Excerpts of bounding box data
┄┄┄┄┄┄┄┄┄┄┄┄┄┄┄┄┄┄┄┄
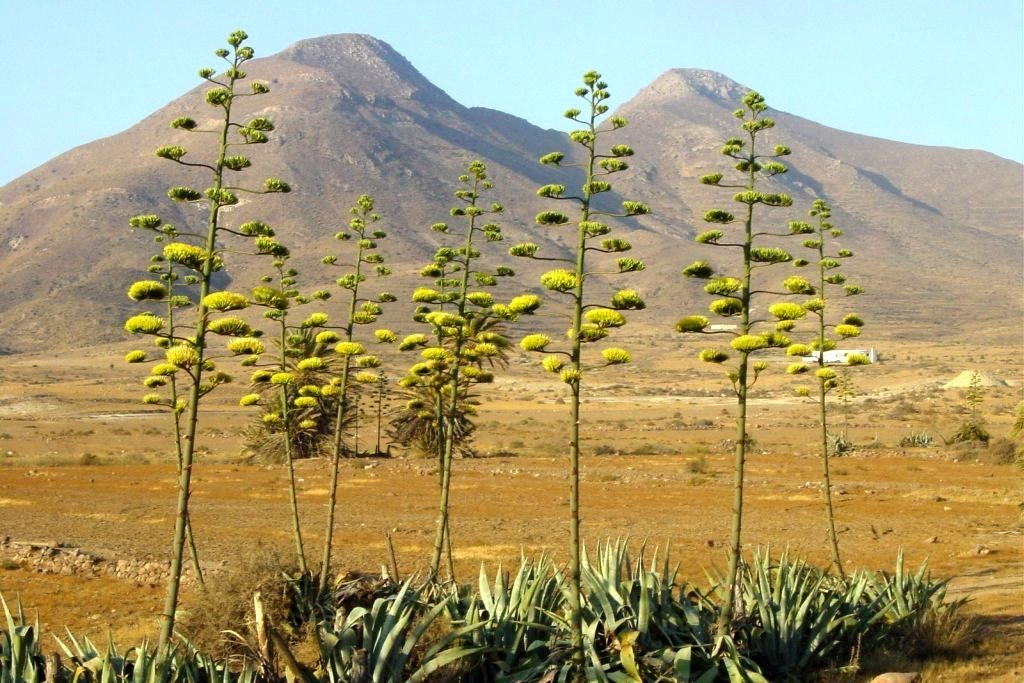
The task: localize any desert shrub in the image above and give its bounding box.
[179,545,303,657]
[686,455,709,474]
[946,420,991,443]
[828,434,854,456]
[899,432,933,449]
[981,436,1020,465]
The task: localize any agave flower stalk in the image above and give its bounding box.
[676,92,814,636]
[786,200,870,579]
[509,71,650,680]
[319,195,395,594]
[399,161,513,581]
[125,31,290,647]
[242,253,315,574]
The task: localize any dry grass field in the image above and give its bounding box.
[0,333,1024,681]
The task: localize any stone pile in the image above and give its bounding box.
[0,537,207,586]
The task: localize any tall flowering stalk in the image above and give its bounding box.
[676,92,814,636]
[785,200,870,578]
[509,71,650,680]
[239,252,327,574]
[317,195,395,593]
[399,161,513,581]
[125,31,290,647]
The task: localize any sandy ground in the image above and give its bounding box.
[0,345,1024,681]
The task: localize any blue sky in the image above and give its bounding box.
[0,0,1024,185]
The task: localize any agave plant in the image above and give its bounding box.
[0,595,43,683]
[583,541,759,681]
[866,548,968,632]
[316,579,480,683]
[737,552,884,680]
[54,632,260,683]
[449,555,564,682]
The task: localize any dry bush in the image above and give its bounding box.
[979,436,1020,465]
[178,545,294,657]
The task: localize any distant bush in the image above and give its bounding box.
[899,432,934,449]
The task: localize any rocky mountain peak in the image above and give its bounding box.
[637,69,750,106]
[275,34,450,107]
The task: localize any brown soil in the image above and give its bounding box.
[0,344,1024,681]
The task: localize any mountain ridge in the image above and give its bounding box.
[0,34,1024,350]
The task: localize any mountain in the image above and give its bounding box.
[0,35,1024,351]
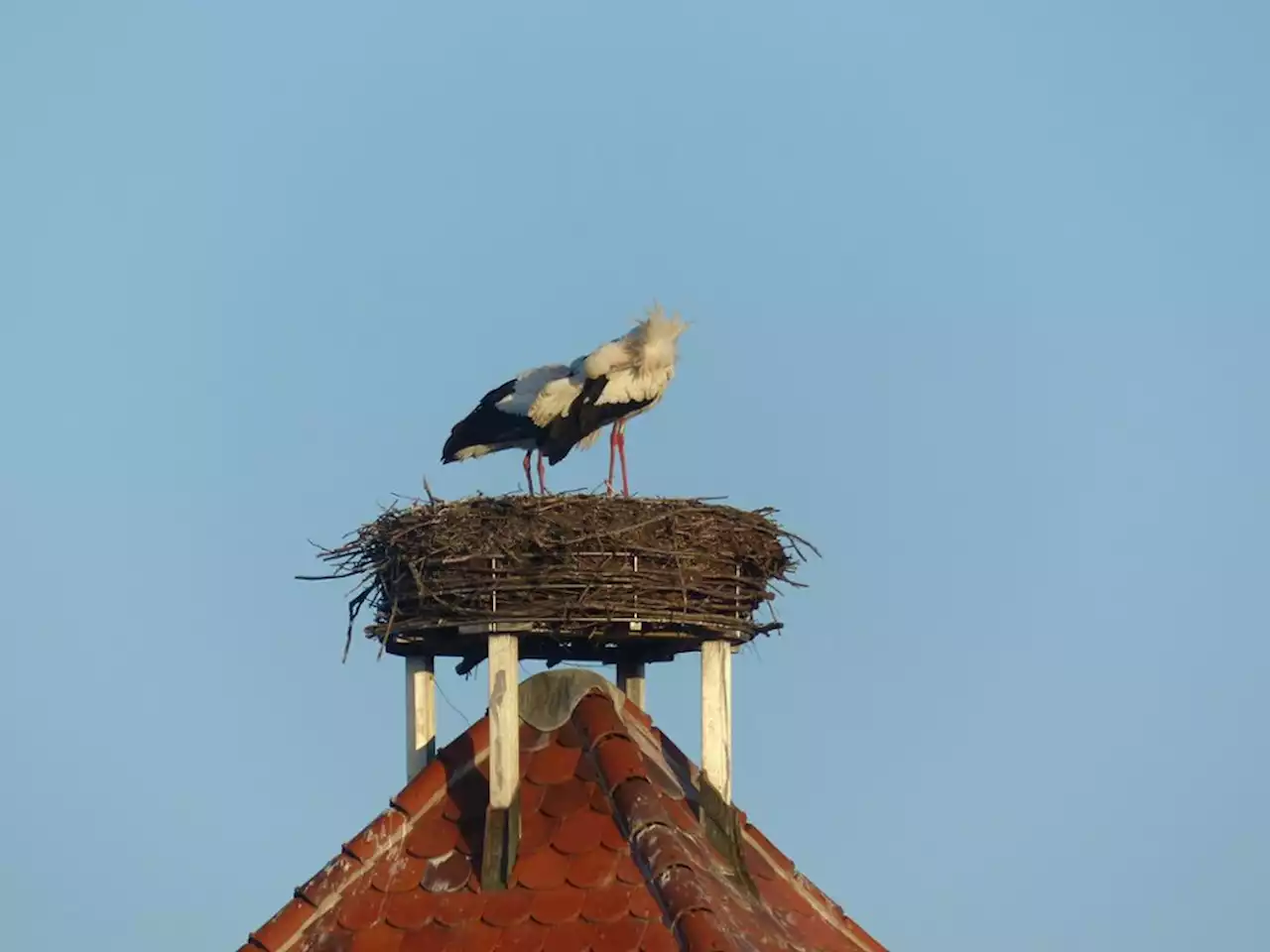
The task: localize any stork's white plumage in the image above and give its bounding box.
┄┄┄┄┄┄┄┄┄┄┄┄┄┄┄┄┄┄┄┄
**Work to complete:**
Extract the lines from the entries above, starting at the line that contains "The task: localize any stone" and ending after the line that contains "[0,34,1024,350]". Reproduce them verbatim.

**The response:**
The task: localize any stone pile in the image above and give its bounding box.
[0,537,207,586]
The task: localize any tall flowering stalk in the image above and give its bounding box.
[676,92,814,636]
[785,200,870,578]
[509,71,650,680]
[239,252,327,574]
[317,195,395,593]
[399,161,513,581]
[125,31,290,647]
The task: localize any sandy ground in the image above and give its bounding box.
[0,345,1024,681]
The task: localize any blue sky in the image above and give its bounding box.
[0,0,1024,185]
The task: localize any agave plant in the image above and give its bounding box.
[0,595,43,683]
[583,541,759,681]
[866,548,968,632]
[316,579,480,683]
[737,552,884,680]
[54,632,260,683]
[449,555,564,682]
The task: localize any dry bush in the image above and give its bounding box.
[979,436,1020,465]
[178,545,294,657]
The task: localize any distant bush in the image above and give its bounding box.
[899,432,934,449]
The task: localize any rocky mountain peak in the image above and give its bounding box.
[637,69,750,106]
[275,34,450,107]
The task: localize any brown soil in the image above and give its bounding box.
[0,344,1024,681]
The task: localize any mountain ridge in the image above and give its bounding box.
[0,34,1024,350]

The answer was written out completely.